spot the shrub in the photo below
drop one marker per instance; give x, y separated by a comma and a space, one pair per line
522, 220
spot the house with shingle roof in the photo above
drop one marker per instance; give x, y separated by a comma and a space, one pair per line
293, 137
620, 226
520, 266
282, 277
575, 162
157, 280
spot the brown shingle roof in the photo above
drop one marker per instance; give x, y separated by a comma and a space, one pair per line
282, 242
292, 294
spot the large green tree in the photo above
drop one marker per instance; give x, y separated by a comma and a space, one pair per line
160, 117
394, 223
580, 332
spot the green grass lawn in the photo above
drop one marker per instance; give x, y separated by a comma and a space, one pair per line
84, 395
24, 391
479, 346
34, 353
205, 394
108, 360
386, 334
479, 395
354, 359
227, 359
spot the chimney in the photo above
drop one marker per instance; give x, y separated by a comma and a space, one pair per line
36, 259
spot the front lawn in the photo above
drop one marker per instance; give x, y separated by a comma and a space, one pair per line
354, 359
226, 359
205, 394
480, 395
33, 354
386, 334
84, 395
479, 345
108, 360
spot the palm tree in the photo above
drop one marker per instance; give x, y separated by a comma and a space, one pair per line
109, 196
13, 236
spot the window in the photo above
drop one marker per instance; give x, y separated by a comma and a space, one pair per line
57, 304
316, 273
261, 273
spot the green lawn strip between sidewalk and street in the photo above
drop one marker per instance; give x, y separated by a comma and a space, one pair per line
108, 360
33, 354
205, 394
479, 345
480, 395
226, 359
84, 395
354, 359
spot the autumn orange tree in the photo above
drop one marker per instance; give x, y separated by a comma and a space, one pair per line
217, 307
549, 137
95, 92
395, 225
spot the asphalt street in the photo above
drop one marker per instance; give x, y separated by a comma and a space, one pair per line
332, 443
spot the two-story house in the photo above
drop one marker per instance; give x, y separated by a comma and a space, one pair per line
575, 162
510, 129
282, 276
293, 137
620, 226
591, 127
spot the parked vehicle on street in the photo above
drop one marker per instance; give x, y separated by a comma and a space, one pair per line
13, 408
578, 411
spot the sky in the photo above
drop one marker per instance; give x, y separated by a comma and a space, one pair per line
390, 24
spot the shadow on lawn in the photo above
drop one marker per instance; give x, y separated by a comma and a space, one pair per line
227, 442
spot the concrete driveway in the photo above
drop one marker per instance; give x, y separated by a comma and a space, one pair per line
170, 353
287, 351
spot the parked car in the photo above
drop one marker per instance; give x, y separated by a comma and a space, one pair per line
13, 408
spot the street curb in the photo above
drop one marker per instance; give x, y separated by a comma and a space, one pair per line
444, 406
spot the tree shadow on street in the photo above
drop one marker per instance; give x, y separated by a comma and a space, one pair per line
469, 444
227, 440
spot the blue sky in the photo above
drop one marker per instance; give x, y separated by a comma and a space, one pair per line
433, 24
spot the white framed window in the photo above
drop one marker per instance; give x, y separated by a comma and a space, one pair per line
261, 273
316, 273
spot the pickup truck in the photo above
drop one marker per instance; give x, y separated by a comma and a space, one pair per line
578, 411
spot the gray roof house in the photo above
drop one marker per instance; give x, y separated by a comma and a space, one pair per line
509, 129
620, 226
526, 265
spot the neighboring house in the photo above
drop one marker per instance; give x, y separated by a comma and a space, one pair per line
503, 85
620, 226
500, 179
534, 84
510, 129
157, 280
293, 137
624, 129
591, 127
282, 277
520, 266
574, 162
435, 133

_____

__Instruction__: From the preceding material, extract every line exactly.

__Solution for this problem__:
spot the shrub in the photo below
drop one marker per instance; give x, y separated by a comma and a space, one pair per line
522, 220
spot the house with shingle roof in the photo above
drop one marker per instance; give x, y separated by a comma and a space, one pair per line
293, 137
620, 226
520, 266
282, 277
575, 162
157, 280
spot the brown shingle roof in the photo above
drop one marker per instance; give x, y separated by a comma and a space, one pair per line
282, 242
292, 294
spot the large green tree in the photo above
drop one marker per instance; give x, y separated by a comma and a space, one pair per line
160, 117
394, 223
580, 332
spot the green grass lawn in the photo above
drop one marker per instance; give x, y separated by a comma and a space, one pair per line
84, 395
24, 391
479, 346
34, 353
205, 394
108, 360
386, 334
479, 395
354, 359
227, 359
spot the chimney in the photo above
drop one marker per instance; give x, y separated by a comma and a space, one pair per line
36, 259
spot the front lawn in the photo above
drop one marker per instance; give x, y separated by a comma and a space, one pair per line
354, 359
226, 359
205, 394
480, 395
33, 354
386, 334
84, 395
479, 345
108, 360
spot the palm tree in the photo above
drop one marker per instance; give x, y separated by a comma and a space, one pair per line
109, 196
13, 236
spot the window in the photo above
drop one marker per instance; give x, y separated by a comma and a space, one pair per line
57, 304
316, 273
261, 273
spot the green lawn strip between sidewalk and street in the photo above
drop one marker per instance; give x, y separated by a comma and a space, one pair per line
108, 360
33, 354
205, 394
479, 345
480, 395
226, 359
84, 395
354, 359
spot the autumn orange tree in the photo above
drop one marker per instance; give x, y separated by a comma and a space, one pair per line
217, 307
549, 137
95, 92
395, 225
spot the asphalt street in the photo above
drop one marker per instance; give x, y separated by a comma and a space, one pair per line
332, 443
spot the two-story house in the photo above
drop one marker per instance; give x, y separated by a comma and a space, one pair per line
575, 162
510, 129
282, 276
293, 137
620, 226
591, 127
spot the parked vehicle on street in the photo above
drop one marker per instance; give x, y separated by a comma and a space, one pair per line
13, 408
578, 411
spot the sky in the photo above
drop one marker per instance; give x, y separated by a comma and a space, one pair per line
390, 24
spot the shadow on lawn in the photo above
drop one marker per instance; give x, y separated by a comma and a space, one pair per line
227, 442
spot the concrete driveway in the photo above
drop one marker per instance; give x, y separated by a comma and a space, one pair per line
170, 353
287, 351
spot the parked car in the photo above
drop one marker per instance; give x, y separated by a comma and a space, one pair per line
13, 408
spot the street curb in the photo above
drop one marker per instance; give x, y separated by a comma and a space, one pair per line
444, 406
spot the tree shadow on street in the photo above
drop one marker per instance; give x, y separated by a comma and a space, one pair per line
469, 444
227, 440
spot the blue sky in the photo above
drop one marker per instance; give x, y separated by a comma and a space, one pair per line
433, 24
spot the white framed window in the photo above
drop one marker per instance; give x, y separated by a comma and a space, one pair per line
261, 273
316, 273
spot the pickup truck in the photo above
drop one marker per instance; give x, y separated by a comma and a space, one pair per line
578, 411
spot the gray roof house in the photo above
drop one marker per instance; give x, y separated by a comma and a space, one pair per line
509, 129
620, 226
526, 265
spot the neighboring house in the photo above
drop one marker per instance; give x, y separated by a comma and a space, one pair per line
503, 85
620, 226
500, 179
534, 84
510, 129
157, 280
293, 137
624, 129
591, 127
282, 277
520, 266
574, 162
435, 133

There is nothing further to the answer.